MATERIALS PROVIDED ->
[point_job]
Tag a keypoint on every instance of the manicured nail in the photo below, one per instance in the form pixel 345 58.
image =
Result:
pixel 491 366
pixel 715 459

REQUIRED WORK -> Please convert the records above into a two-column CSV with the headers input and output, giving each record one row. Put each record's text under input and its answer under output, enclose every field in double quotes, and replace any line breaks inside a field with spaces.

FINISHED EXERCISE ->
input,output
"[point_job] Tag a keypoint on every instance of the manicured nail in the photo below, one per instance in the form pixel 345 58. image = Result:","pixel 491 366 pixel 715 459"